___ Teks Sumber
PEREMPUAN AFGHAN DI ANTARA MENGEMUDI DAN BUDAYA LIBERAL

Wartawati Afghan, Rokhsa Azamee (23) menjadi perhatian kaum lelaki ketika dia mengemudi mobil di jalan Kabul. (AFP PHOTO / Wakil Kohsar)
Wartawati Afghan, Rokhsa Azamee (23) menjadi perhatian kaum lelaki ketika dia mengemudi mobil di jalan Kabul. (AFP PHOTO / Wakil Kohsar)

Oleh Rudi Hendrik, wartawan Mi’raj Islamic News Agency (MINA)

Sejak Rokhsar Azamee mulai mengemudi di jalan-jalan Kabul tahun lalu, ia harus bertahan dari perendahan, ejekan, dan bahkan ancaman terhadap nyawanya dari beberapa pria yang sengaja menyebabkan “kecelakaan” untuk mengganggunya. Tapi dia tidak tergoyahkan.

Wartawan 23 tahun ini belajar mengemudi untuk menghindari kenakalan laki-laki di jalan saat dia setiap pagi menunggu taksi.

Namun dengan membeli mobil sendiri belum melindunginya dari dominasi laki-laki, masyarakat ultra-konservatif Afghanistan.

“Bagi banyak pria,” katanya. “Itu adalah hal yang baru ketika melihat seorang wanita mengendarai mobil, mereka akan mengganggu Anda. Salah satu cara yang dilakukannya adalah dengan menyebabkan kecelakaan.”

Suatu ketika dia menuju pulang dengan Toyota Corolla 1997 putihnya, dia diikuti oleh empat atau lima orang mengendarai sebuah SUV.
______
___ Baris Tersimpan
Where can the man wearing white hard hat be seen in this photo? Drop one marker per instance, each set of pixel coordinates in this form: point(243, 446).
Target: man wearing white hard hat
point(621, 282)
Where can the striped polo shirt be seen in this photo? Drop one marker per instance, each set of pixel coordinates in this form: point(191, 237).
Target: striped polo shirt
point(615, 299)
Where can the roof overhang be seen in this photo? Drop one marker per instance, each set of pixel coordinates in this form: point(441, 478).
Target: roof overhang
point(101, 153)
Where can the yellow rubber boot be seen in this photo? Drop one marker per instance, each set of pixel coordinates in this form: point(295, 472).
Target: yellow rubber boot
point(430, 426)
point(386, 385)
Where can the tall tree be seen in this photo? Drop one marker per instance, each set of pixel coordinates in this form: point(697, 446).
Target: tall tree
______
Yang Harus Dikerjakan: Tolong kutip bagian artikel di atas tentang perempuan Afghan yang mengemudi, yang dibuka dengan kata-kata berisi "PEREMPUAN AFGHAN DI" dan ditutup dengan "News Agency (MINA)". Salin tanpa mengubah satu huruf pun.

Penyelesaian Soal:
PEREMPUAN AFGHAN DI ANTARA MENGEMUDI DAN BUDAYA LIBERAL

Wartawati Afghan, Rokhsa Azamee (23) menjadi perhatian kaum lelaki ketika dia mengemudi mobil di jalan Kabul. (AFP PHOTO / Wakil Kohsar)
Wartawati Afghan, Rokhsa Azamee (23) menjadi perhatian kaum lelaki ketika dia mengemudi mobil di jalan Kabul. (AFP PHOTO / Wakil Kohsar)

Oleh Rudi Hendrik, wartawan Mi’raj Islamic News Agency (MINA)